*分析用テキスト*.
● ● ● ●

国務院、新型コロナ対策下でも物流を保障するよう地方政府・政府機関に通知

(中国)

北京発

2022年04月13日

中国国務院の新型コロナウイルス防疫メカニズムは4月11日、「貨物の滞りない物流保障業務の適切な実施に関する通知外部サイトへ、新しいウィンドウで開きます」(国弁発明電〔2022〕3号)を発表した(文書は4月10日付)。医療・防疫物資や生活必需品、政府備蓄物資、郵便・宅配便などの民生物資、農業、エネルギー、原材料などの重要生産物資を重点として、滞りない物流を保障する適切な措置を取るよう地方政府・政府機関に通知した。

中国では新型コロナウイルス感染拡大を受け、各地で物流に関する規制が強化されており(2022年4月5日記事2022年4月11日記事2022年4月11日記事参照)、封鎖管理が行われている上海市では、食料品の入手が困難になっているとも報じられている(「新華網」4月11日)。

通知では、各地方政府や関連部門が独自の判断で高速道路を含む道路や航路・閘門(こうもん)を封鎖することを禁じている。また、高速道路のサービスエリアや港、駅、空港の閉鎖や、外航船員の交代を妨げることも禁じている。感染者や濃厚接触者の発生により封鎖・閉鎖などが必要な場合も、実施には省レベルの新型コロナウイルス防疫メカニズム(もしくは領導小組、指揮部)の審査・許可が必要となる。空港の閉鎖や省をまたぐ航空便、国際便の停止は国務院もしくはその関連部門の審査・許可が必要とされている。

また、貨物輸送車両や運転手の通行を根拠なく妨げることや、車両登録地、運転手の戸籍登録地などを通行制限の条件にしたり、運転手や船員の行程コード(注)が緑色であるにもかかわらず、アスタリスクが付いていることを理由として車両や船舶の通行、停車・停泊を制限したりすることを禁じる。

全国統一の重点物資輸送車両通行証制度の整備や、郵便や宅配便を住民生活の重点として関連車両の通行も保障する。企業に対しては、作業場の防疫の精確性を向上させるよう、ECプラットフォームと宅配便関連企業を指導する。

通知にはその他、物流関連企業に対する税・社会保障費用の減免や金融面の支援、物流業従事者への支援などが盛り込まれている。

(注)携帯電話の基地局との通信データを利用し、直近14日間で訪問した都市、国・地域の履歴を管理するコード。専用アプリや微信(WeChat)、支付宝(Alipay)のミニプログラム上などで発行される。現時点では、直近14日間に中国本土、香港、マカオ、台湾に滞在していれば緑色、それ以外に滞在した履歴がある場合は黄色で表示される。表示対象の都市に中・高リスク地域がある場合、都市名の右上にアスタリスクが表示される。

● ● ● ●

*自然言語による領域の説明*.

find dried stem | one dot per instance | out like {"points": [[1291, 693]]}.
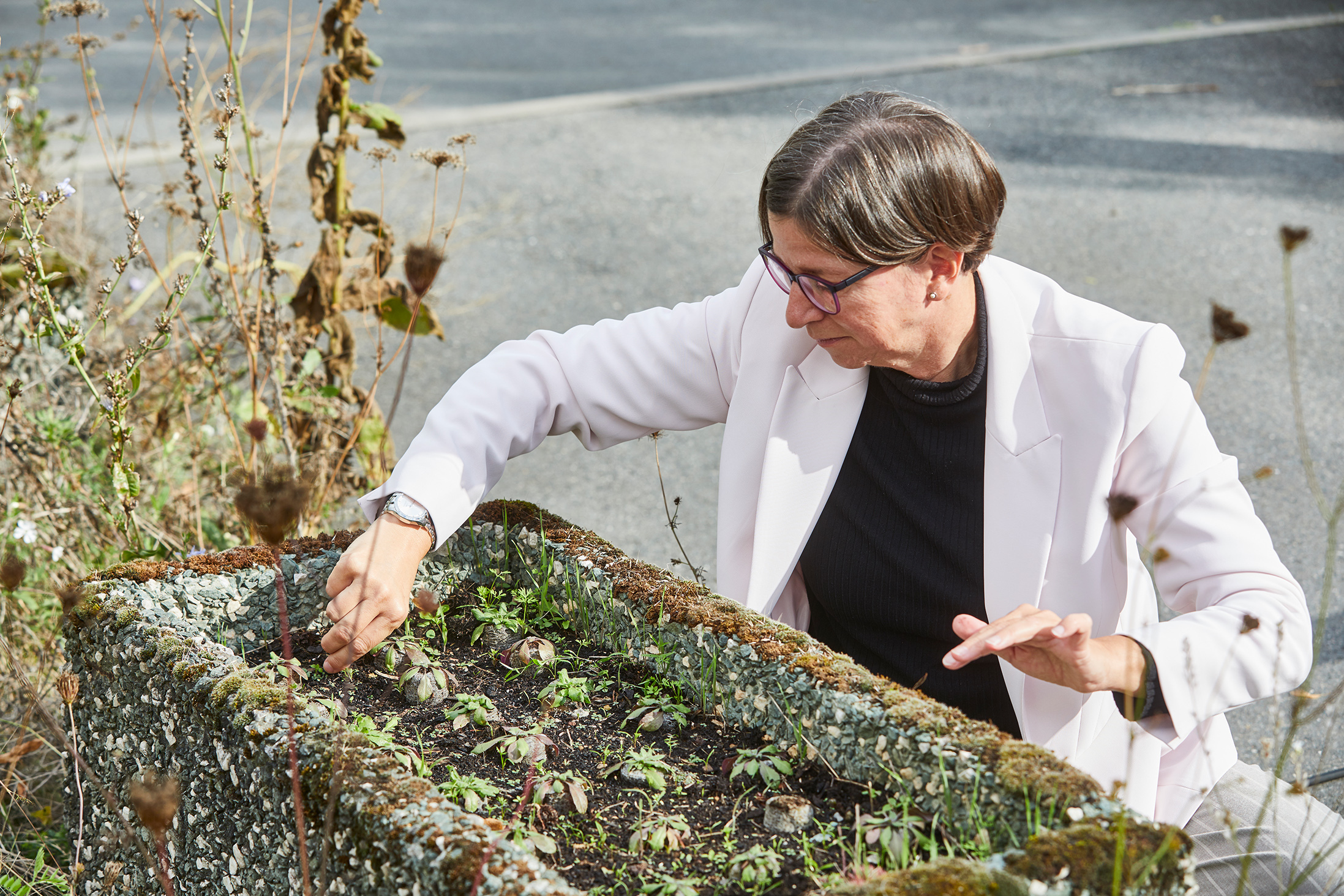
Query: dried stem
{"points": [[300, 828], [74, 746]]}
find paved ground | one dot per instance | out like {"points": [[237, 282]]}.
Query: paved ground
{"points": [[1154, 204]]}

● ● ● ●

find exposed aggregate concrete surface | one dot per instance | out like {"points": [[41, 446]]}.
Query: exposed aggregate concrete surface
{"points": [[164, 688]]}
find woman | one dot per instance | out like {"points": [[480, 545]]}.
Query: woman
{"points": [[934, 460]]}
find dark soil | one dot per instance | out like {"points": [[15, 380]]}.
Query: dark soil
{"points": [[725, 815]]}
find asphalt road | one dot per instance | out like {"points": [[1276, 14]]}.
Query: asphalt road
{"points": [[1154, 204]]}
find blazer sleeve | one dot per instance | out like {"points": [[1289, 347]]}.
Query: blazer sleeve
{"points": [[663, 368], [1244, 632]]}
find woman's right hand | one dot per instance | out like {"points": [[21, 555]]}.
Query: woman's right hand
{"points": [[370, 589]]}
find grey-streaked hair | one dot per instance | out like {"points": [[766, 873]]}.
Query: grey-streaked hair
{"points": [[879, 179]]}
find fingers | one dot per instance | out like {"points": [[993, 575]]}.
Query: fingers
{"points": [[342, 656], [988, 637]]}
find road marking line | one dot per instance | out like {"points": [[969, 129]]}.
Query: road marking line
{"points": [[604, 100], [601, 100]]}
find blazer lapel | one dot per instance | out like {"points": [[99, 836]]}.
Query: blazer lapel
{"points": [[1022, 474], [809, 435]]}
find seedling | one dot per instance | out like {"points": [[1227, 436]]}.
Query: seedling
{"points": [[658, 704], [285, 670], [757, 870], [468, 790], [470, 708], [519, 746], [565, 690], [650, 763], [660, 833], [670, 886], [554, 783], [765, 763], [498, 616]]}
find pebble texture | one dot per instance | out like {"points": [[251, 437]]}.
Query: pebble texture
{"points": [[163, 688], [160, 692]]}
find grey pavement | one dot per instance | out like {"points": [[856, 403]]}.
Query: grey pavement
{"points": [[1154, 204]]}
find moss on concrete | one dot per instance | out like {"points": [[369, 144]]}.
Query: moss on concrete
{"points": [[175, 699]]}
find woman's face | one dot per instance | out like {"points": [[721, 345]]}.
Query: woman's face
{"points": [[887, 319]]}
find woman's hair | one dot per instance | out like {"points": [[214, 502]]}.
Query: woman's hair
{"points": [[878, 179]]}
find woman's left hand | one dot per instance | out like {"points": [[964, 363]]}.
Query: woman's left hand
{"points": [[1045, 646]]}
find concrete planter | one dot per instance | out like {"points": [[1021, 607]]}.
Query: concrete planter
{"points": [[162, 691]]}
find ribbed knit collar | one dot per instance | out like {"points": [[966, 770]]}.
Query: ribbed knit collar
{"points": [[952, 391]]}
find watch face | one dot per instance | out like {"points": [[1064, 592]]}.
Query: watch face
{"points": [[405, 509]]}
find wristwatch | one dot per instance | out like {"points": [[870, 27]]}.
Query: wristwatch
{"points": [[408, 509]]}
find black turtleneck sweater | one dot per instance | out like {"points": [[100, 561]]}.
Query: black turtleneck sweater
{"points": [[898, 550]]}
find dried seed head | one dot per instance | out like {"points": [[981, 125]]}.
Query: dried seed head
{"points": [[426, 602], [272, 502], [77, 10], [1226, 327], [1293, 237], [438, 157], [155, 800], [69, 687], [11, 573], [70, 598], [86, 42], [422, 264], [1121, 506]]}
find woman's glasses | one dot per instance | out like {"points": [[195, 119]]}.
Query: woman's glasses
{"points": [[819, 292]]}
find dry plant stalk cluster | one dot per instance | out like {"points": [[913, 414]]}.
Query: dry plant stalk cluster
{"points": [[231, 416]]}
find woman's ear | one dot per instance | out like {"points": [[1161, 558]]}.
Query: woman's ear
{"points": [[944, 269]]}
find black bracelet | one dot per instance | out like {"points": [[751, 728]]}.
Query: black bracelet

● ● ● ●

*指示*.
a – 物流保障の記事から、「2022年04月13日」で始まり「と宅配便関連企業を指導する。」まで続く部分を、一字も変えずに書き写すこと。
b – 物流保障の記事によると、空港の閉鎖や省をまたぐ航空便、国際便の停止には、どこの審査・許可が必要とされているか。
c – 物流保障の記事の注に基づき、行程コードで都市名にアスタリスクが付くのはどのような場合か、また通知がそのアスタリスクに関して何を禁じているかを、一～三文で説明すること。

*回答*.
a –
2022年04月13日

中国国務院の新型コロナウイルス防疫メカニズムは4月11日、「貨物の滞りない物流保障業務の適切な実施に関する通知外部サイトへ、新しいウィンドウで開きます」(国弁発明電〔2022〕3号)を発表した(文書は4月10日付)。医療・防疫物資や生活必需品、政府備蓄物資、郵便・宅配便などの民生物資、農業、エネルギー、原材料などの重要生産物資を重点として、滞りない物流を保障する適切な措置を取るよう地方政府・政府機関に通知した。

中国では新型コロナウイルス感染拡大を受け、各地で物流に関する規制が強化されており(2022年4月5日記事2022年4月11日記事2022年4月11日記事参照)、封鎖管理が行われている上海市では、食料品の入手が困難になっているとも報じられている(「新華網」4月11日)。

通知では、各地方政府や関連部門が独自の判断で高速道路を含む道路や航路・閘門(こうもん)を封鎖することを禁じている。また、高速道路のサービスエリアや港、駅、空港の閉鎖や、外航船員の交代を妨げることも禁じている。感染者や濃厚接触者の発生により封鎖・閉鎖などが必要な場合も、実施には省レベルの新型コロナウイルス防疫メカニズム(もしくは領導小組、指揮部)の審査・許可が必要となる。空港の閉鎖や省をまたぐ航空便、国際便の停止は国務院もしくはその関連部門の審査・許可が必要とされている。

また、貨物輸送車両や運転手の通行を根拠なく妨げることや、車両登録地、運転手の戸籍登録地などを通行制限の条件にしたり、運転手や船員の行程コード(注)が緑色であるにもかかわらず、アスタリスクが付いていることを理由として車両や船舶の通行、停車・停泊を制限したりすることを禁じる。

全国統一の重点物資輸送車両通行証制度の整備や、郵便や宅配便を住民生活の重点として関連車両の通行も保障する。企業に対しては、作業場の防疫の精確性を向上させるよう、ECプラットフォームと宅配便関連企業を指導する。

b – 国務院もしくはその関連部門の審査・許可が必要とされている。

c – 行程コードでは、表示対象の都市に中・高リスク地域がある場合に、都市名の右上にアスタリスクが表示される。通知は、運転手や船員の行程コードが緑色であるにもかかわらず、アスタリスクが付いていることを理由として車両や船舶の通行、停車・停泊を制限することを禁じている。